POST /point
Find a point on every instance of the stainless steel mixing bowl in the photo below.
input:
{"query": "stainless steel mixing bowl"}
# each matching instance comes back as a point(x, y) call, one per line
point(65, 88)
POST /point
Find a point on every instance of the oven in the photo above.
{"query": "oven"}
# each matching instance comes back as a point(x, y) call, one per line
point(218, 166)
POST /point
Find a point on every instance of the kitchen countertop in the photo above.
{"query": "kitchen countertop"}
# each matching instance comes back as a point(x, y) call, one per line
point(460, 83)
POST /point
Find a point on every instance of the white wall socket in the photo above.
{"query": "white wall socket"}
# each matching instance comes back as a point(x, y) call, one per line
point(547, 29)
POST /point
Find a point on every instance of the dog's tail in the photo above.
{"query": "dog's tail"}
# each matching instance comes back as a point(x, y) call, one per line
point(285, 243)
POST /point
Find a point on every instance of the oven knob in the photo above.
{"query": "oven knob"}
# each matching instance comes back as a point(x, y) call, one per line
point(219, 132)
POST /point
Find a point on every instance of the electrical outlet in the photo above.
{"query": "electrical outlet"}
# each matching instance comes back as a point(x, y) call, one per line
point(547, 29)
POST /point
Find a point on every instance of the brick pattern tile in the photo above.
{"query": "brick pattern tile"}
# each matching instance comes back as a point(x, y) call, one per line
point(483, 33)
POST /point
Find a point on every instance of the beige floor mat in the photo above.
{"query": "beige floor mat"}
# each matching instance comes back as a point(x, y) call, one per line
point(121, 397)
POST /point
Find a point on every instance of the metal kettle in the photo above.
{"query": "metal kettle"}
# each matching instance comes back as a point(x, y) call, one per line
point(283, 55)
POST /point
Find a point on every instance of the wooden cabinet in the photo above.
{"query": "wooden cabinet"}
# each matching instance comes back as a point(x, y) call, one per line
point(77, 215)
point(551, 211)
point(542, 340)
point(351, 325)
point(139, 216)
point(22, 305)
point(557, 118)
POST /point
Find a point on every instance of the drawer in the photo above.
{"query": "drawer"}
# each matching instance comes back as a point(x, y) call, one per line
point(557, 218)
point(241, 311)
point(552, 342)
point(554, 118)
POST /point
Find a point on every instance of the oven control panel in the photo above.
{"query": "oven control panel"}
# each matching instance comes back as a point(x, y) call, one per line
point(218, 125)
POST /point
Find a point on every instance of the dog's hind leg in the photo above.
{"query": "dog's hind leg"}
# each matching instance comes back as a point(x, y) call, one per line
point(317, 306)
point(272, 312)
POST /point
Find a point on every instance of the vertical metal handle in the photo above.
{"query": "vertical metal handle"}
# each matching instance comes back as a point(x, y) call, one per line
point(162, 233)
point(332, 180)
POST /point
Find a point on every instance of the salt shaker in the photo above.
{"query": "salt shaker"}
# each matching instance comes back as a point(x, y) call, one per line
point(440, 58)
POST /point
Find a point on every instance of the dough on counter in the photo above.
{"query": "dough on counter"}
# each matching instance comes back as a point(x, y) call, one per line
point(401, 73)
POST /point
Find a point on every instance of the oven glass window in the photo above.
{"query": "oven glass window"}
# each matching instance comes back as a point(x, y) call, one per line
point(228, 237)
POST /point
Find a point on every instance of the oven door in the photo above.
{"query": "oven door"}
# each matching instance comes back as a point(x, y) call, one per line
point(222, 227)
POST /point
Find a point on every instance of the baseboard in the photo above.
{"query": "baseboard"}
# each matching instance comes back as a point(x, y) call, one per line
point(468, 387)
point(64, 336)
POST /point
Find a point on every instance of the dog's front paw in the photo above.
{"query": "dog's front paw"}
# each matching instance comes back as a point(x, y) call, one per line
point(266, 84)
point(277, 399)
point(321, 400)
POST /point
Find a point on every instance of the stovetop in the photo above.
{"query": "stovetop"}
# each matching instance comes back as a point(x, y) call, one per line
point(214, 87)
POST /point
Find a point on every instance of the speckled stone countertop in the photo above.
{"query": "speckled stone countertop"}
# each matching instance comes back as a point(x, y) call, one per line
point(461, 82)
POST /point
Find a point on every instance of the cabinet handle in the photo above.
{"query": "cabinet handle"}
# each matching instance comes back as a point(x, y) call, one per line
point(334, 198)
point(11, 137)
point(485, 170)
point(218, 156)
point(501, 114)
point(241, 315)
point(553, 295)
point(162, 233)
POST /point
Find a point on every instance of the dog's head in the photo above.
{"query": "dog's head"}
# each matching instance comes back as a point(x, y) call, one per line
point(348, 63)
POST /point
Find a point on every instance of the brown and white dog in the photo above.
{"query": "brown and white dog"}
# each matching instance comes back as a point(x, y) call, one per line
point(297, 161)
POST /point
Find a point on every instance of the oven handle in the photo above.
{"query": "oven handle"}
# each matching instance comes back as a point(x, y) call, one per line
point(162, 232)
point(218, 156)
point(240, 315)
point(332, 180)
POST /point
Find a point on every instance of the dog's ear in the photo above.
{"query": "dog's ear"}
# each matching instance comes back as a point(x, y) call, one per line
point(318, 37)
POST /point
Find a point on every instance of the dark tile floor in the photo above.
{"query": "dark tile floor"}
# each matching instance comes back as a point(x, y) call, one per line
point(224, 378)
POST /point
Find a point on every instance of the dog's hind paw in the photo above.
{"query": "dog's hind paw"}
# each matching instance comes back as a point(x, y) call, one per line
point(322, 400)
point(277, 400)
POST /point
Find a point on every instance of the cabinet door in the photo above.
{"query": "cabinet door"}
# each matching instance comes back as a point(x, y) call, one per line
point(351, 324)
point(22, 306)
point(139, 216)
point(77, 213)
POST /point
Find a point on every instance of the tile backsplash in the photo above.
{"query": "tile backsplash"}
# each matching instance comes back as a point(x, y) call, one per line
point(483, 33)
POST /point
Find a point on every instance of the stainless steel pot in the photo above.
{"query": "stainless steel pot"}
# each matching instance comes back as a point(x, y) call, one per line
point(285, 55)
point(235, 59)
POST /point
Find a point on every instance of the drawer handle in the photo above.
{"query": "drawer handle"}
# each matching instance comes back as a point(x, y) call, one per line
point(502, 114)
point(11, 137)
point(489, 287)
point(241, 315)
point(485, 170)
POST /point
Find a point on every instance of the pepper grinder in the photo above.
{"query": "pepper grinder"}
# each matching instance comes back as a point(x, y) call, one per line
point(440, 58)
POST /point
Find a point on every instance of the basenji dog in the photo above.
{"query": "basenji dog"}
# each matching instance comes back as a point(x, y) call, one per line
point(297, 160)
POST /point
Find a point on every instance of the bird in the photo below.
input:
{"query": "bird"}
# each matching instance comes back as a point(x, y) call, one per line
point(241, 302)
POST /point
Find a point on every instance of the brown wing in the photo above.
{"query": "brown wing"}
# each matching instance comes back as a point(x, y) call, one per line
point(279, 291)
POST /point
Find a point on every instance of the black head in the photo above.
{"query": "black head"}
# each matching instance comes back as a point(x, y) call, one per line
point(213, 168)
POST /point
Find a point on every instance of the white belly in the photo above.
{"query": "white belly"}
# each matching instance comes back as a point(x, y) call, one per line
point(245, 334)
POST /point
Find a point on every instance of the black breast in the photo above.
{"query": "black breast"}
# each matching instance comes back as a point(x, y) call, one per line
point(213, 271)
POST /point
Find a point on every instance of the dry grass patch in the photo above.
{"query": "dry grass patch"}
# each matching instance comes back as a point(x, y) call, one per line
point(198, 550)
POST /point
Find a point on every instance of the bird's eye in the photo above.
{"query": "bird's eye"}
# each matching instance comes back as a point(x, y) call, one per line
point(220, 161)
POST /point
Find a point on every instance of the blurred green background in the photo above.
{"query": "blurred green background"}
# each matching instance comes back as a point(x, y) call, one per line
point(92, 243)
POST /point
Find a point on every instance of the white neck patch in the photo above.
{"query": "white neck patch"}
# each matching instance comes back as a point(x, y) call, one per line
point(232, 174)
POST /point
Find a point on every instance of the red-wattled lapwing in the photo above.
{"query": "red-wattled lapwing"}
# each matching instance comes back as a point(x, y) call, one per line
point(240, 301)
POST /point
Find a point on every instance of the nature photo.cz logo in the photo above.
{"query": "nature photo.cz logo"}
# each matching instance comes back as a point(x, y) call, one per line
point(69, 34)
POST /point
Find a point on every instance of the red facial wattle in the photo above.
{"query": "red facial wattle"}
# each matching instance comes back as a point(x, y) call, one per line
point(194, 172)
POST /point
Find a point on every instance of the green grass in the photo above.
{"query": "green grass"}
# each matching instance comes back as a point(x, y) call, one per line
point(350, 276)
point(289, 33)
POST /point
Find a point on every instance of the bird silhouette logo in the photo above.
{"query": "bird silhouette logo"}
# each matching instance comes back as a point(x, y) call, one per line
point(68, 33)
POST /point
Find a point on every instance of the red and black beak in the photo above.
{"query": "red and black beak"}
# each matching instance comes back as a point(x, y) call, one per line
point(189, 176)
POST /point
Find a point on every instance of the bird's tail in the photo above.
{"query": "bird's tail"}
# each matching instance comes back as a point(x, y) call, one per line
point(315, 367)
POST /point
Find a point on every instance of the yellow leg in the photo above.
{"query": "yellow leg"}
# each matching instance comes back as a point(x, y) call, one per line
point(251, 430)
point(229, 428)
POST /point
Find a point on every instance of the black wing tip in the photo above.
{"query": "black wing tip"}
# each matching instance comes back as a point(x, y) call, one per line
_ _ _ _
=== Task details ===
Which of the lines in the material carry the string "head"? Pull them out.

=== Answer area ===
Find a point on every instance of the dog's head in the photo above.
{"query": "dog's head"}
Find a point on every instance of the black head in the photo above.
{"query": "black head"}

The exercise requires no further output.